Texte à lire:
= = = = = = =
Par Karine Brument
Dernière mise à jour : novembre 2018

Introduction

La réglementation du travail tend à garantir les travailleurs contre les risques de dégradation de leur santé physique et morale au travail. Pour cela, certaines dispositions conventionnelles et réglementaires sont prévues. Elles concernent notamment la durée du travail, les congés, les repos ainsi que les conditions d’hygiène et de sécurité du travail.
L’employeur n’est pas seulement responsable de la sécurité de ses salariés, il l’est aussi de tous ceux qui sont appelés à intervenir dans sa structure ou sur son site dans le cadre d’une prestation (quelle qu’elle soit) effectuée par une entreprise sous-traitante, domiciliée ou non sur le territoire national.
Depuis une trentaine d'années, le spectacle vivant a subi des mutations importantes sur le plan technique. Le succès et le développement des concerts et des grands événements ont généralisé l'utilisation d'équipements logistiques et scéniques particulièrement adaptés aux productions momentanées.
Cette évolution, liée au développement de structures de plus en plus complexes et mécanisées, ont contribué à la création de nouveaux corps de métiers liés à des constructions techniques (podiums, tribunes, échafaudages, grils, décors, etc.) ainsi qu’à des interventions spécifiques en hauteur. Ceci nécessite l'intervention de professionnels formés et expérimentés.
Dans ce cadre, les salariés (techniciens et artistes) du spectacle se doivent d’être sensibilisés à ces techniques ainsi qu’aux méthodes de prévention des risques correspondantes et à leur contexte juridique.

1. Droit du travail

Un producteur, qui détient une licence d’entrepreneur de spectacles, n’est pas un prestataire administratif (établissement de contrats de travail, bulletins de salaire, déclarations sociales) ni une société de « portage » salarial.
Ainsi, la nature de l’activité (principale) établie et le nombre de représentations déterminent la nécessité ou non d’avoir une licence d’entrepreneur de spectacle. Cette licence est donc obligatoire pour tout organisateur, professionnel ou pas, organisant plus de six représentations par an.
Pour chaque structure, l’INSEE1 définit l’activité figurant dans la Nomenclature d’Activité Française (NAF) qui correspond à son activité principale exercée ; le code qui correspond à l’activité en question est le code APE2. Ce dernier n’ayant qu’une finalité statistique, il fournit une présomption d’exercice de l’activité correspondant au code mais n’en est pas la preuve.

1.1. Notions d’employeur occasionnel

La loi définit l'exercice occasionnel de l'activité d'entrepreneur de spectacles. Le nombre de représentations autorisées, sans licence, est fixé à six représentations par année civile. Les entrepreneurs occasionnels de spectacles vivants sont :

  • les personnes physiques ou morales qui n’ont pas pour objet ou pour activité principale l’exploitation de lieux de spectacles, la production ou la diffusion de spectacles,
  • les groupements d’artistes amateurs bénévoles, constitués sous forme d’association loi 1901, lorsqu’ils font appel à un ou plusieurs artistes ou techniciens du spectacle percevant une rémunération.
= = = = = = =
Données extraites:
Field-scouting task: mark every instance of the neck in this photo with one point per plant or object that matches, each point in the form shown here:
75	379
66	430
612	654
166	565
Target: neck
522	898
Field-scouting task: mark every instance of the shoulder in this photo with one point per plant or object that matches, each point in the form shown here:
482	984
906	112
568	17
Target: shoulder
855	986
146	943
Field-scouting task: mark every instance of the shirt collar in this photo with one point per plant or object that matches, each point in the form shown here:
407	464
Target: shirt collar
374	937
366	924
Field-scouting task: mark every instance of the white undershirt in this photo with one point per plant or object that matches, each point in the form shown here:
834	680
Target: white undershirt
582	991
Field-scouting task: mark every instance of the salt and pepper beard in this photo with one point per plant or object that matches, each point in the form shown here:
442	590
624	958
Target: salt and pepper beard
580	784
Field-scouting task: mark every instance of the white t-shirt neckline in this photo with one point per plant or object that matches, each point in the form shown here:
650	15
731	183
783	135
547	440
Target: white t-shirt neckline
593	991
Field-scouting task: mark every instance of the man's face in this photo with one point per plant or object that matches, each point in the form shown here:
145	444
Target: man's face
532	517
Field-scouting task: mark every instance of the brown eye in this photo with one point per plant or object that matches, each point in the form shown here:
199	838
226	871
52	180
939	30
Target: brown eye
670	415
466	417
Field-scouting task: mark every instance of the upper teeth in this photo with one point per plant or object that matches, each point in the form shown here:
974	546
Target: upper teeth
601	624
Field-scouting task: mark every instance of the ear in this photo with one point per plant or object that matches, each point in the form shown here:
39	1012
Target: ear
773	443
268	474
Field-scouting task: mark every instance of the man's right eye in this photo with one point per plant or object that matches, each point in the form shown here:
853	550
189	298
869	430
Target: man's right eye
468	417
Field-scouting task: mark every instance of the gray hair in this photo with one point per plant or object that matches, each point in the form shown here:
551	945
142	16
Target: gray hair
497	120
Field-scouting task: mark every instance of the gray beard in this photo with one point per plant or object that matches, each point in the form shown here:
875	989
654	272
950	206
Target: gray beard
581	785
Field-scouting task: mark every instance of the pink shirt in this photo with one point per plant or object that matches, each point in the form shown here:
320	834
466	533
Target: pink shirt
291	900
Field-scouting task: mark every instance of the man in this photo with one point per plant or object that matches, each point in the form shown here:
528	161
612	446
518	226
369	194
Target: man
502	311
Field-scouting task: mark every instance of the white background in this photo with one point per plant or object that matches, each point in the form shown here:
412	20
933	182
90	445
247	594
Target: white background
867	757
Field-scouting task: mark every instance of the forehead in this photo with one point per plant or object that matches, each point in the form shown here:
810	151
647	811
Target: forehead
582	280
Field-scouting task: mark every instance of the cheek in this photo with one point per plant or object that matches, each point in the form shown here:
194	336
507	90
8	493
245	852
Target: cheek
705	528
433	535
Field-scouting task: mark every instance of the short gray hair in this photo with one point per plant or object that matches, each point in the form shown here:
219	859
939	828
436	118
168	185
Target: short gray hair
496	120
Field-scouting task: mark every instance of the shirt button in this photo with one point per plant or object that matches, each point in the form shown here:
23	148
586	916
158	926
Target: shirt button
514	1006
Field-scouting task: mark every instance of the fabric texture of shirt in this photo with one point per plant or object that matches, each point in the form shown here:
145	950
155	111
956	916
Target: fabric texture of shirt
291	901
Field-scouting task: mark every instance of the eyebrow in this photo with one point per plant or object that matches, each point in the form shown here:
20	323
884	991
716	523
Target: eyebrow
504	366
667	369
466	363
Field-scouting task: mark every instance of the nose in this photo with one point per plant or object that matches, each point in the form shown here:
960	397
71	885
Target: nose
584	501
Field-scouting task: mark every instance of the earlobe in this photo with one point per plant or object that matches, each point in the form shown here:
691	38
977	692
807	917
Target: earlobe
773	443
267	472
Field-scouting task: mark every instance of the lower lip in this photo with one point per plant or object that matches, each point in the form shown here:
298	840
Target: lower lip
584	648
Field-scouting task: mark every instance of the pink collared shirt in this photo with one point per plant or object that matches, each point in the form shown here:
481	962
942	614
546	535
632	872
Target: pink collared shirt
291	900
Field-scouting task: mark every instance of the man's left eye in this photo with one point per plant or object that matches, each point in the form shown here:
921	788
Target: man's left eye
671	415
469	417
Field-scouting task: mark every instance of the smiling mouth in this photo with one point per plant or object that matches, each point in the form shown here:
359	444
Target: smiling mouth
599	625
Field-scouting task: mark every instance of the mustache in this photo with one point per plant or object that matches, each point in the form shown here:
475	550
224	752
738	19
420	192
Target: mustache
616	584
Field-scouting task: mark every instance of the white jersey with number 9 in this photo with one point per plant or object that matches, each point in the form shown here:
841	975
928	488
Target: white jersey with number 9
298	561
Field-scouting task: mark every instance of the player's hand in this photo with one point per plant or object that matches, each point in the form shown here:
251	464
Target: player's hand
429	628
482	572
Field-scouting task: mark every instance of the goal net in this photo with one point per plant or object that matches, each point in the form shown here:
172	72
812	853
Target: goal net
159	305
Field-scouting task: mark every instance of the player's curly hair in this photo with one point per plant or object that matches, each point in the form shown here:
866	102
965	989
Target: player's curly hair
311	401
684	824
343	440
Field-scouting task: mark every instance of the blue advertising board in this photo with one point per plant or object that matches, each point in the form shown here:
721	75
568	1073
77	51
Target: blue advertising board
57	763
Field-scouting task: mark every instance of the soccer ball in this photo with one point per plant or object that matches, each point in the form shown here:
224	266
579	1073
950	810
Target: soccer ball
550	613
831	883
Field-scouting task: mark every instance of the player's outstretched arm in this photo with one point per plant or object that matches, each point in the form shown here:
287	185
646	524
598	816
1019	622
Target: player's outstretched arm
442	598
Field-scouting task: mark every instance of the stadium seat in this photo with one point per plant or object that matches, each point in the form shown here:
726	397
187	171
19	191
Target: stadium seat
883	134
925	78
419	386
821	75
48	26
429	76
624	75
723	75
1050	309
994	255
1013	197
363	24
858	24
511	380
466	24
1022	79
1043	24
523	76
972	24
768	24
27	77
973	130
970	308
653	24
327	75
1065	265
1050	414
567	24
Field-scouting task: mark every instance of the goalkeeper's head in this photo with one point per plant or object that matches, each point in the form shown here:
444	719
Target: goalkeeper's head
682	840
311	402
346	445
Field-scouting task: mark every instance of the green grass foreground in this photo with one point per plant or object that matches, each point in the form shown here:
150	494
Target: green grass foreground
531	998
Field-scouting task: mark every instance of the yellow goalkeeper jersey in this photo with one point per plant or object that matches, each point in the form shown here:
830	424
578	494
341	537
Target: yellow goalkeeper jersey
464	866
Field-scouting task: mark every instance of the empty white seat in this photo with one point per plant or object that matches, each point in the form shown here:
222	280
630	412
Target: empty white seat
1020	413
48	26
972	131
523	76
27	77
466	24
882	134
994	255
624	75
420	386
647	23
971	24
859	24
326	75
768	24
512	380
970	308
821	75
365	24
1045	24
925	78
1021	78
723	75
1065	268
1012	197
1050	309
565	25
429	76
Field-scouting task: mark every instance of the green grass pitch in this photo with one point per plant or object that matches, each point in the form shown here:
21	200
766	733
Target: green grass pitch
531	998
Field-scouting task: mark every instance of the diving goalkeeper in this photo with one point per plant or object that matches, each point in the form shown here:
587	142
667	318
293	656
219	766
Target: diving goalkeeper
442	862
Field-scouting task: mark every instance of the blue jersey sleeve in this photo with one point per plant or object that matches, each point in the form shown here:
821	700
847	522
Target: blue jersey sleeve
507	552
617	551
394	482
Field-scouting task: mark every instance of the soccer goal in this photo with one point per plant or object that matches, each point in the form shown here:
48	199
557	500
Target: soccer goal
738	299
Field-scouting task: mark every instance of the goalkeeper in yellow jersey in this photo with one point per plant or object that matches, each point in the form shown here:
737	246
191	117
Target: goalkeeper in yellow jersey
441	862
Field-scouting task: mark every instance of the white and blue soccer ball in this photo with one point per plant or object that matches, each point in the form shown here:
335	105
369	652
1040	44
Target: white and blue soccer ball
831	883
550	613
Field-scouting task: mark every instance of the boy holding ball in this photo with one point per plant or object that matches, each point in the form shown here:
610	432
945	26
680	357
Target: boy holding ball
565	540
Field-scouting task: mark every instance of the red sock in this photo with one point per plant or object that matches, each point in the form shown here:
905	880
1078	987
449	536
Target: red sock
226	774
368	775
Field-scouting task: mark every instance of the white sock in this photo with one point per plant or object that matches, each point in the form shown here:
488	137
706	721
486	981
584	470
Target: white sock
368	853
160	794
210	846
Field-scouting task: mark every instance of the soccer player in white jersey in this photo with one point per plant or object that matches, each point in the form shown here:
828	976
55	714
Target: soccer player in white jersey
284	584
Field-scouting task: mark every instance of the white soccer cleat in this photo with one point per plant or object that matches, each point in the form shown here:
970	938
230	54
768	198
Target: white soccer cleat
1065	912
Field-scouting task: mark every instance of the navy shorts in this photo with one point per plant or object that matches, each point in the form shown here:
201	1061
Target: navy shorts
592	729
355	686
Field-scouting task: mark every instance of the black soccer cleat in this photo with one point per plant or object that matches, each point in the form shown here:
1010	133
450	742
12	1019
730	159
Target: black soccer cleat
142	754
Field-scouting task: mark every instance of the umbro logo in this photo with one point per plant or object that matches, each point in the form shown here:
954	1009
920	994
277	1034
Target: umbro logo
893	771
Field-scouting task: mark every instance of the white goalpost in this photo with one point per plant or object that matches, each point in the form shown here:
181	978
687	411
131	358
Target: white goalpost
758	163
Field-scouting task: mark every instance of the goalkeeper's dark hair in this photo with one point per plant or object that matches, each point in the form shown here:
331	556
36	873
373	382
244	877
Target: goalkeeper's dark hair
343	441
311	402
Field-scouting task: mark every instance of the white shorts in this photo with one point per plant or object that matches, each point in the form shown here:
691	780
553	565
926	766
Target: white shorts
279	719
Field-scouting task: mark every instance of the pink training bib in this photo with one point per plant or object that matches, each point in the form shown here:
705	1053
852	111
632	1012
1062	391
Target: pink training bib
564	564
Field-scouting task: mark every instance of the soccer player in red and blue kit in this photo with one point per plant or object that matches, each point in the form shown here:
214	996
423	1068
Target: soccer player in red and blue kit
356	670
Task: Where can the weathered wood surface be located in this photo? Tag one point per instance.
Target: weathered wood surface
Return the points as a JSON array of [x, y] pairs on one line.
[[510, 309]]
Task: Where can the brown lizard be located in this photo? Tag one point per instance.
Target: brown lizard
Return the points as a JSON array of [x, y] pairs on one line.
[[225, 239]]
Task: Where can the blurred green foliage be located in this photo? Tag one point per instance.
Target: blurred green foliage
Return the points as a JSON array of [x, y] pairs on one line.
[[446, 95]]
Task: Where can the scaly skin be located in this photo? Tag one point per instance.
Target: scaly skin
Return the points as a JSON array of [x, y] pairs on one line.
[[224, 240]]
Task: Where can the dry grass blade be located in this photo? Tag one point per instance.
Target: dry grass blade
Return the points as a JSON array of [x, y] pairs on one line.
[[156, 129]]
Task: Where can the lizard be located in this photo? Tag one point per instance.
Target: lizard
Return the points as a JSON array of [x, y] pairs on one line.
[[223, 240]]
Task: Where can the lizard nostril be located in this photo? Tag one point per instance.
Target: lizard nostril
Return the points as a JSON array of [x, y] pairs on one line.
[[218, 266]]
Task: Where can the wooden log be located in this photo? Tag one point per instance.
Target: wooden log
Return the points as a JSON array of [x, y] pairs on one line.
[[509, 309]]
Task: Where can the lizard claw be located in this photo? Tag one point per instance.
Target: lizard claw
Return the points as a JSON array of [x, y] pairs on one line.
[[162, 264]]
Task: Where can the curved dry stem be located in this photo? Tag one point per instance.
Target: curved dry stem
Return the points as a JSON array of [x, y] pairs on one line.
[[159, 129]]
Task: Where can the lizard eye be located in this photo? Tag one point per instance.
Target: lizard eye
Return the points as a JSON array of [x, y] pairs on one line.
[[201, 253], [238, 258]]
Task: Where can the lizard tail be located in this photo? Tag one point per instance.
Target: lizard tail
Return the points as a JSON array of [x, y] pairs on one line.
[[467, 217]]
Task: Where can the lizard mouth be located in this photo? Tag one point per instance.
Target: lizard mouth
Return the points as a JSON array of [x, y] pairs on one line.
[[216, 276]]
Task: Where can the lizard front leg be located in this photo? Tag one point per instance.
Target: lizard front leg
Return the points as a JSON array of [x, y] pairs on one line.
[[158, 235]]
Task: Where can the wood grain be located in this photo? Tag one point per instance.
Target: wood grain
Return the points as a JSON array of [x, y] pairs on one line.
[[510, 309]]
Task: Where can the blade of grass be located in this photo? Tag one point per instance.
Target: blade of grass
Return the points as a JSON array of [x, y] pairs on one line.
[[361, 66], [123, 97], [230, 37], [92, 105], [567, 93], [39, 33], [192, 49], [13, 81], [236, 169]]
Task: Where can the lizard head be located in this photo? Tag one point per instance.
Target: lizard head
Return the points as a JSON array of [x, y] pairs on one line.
= = = = = = =
Consigne: Rédigez la suite du texte sur la réglementation du travail dans le spectacle vivant, en reprenant juste après sa dernière phrase.

Réponse proposée:
Les représentations doivent cependant faire l’objet d’une déclaration préalable à la Direction Régionale des Affaires Culturelles (DRAC) ou, par délégation, à la Préfecture de Région, un mois au moins avant la date prévue de celles-ci.

1.2. Régimes des salariés du spectacle

1.2.1. L’intermittence

Les intermittents du spectacle sont des salariés dont l'activité présente une alternance de périodes travaillées et non travaillées.
Les intermittents sont des salariés du spectacle vivant, ou enregistrés sous statut salariés, qui sont engagés par succession de Contrat à Durée Déterminée (CDD). Ils sont donc privés d'emploi par intermittence. Ils ne doivent pas avoir un seul et même employeur.
L’indemnisation du chômage des intermittents du spectacle est un régime particulier pour :

  • Les artistes du spectacle engagés par CDD.
  • Les ouvriers et techniciens engagés par CDD par les employeurs dont le domaine d'activité est strictement défini selon les codes d'activité (APE) et dont la qualification est mentionnée sur une liste.

Leurs droits à l'assurance chômage sont définis par deux textes annexés à la convention d'assurance chômage, les annexes 8 et 103.
Pour résumer, intermittent du spectacle n'est pas un métier : un intermittent du spectacle est avant tout un musicien, un comédien, un technicien du son, etc. qui travaille sous contrat de travail à durée déterminée. L’intermittence est un régime d’indemnisation destiné à ceux dont l'activité professionnelle ne peut pas être régulière.
Ces salariés peuvent bénéficier d'une allocation d'assurance chômage spécifique, sur les périodes durant lesquelles ils ne sont pas sous contrat de travail, lorsque leur situation répond aux conditions posées par les annexes 8 et/ou 10 de la convention d'assurance-chômage.
Par ailleurs, on ne saurait assimiler tout travailleur du spectacle à un intermittent car certains d’entre eux sont des salariés dits « permanents », à savoir ceux embauchés sous Contrat à Durée Indéterminée (CDI).
Enfin, ces « intermittents » définis par l'usage, ne doivent pas être confondus avec les personnes en « Contrat à Durée Indéterminée Intermittent » (CDII). Ce type de contrat prend en compte la saisonnalité de l'entreprise et prévoit des périodes pendant lesquelles le salarié ne travaillera pas.
Il ne peut y avoir recours au CDII que pour certaines professions, fixées par les partenaires sociaux. Dans les entreprises pour lesquelles une convention ou un accord collectif de travail étendu ou une convention ou un accord d’entreprise ou d’établissement le prévoit, ces contrats peuvent être conclus.
Le but est de pourvoir des emplois permanents, définis par cette convention ou cet accord, qui par nature comportent une alternance de périodes travaillées et de périodes non travaillées.

1.2.2. L’abattement forfaitaire

L’abattement forfaitaire est une déduction permettant de simplifier la prise en compte des frais d’un salarié dans l’exercice de son activité professionnelle.
De ce fait, un salarié artiste peut profiter d’une déduction forfaitaire (sous certaines conditions et comprise entre un plancher et un plafond) lors de sa déclaration de revenus.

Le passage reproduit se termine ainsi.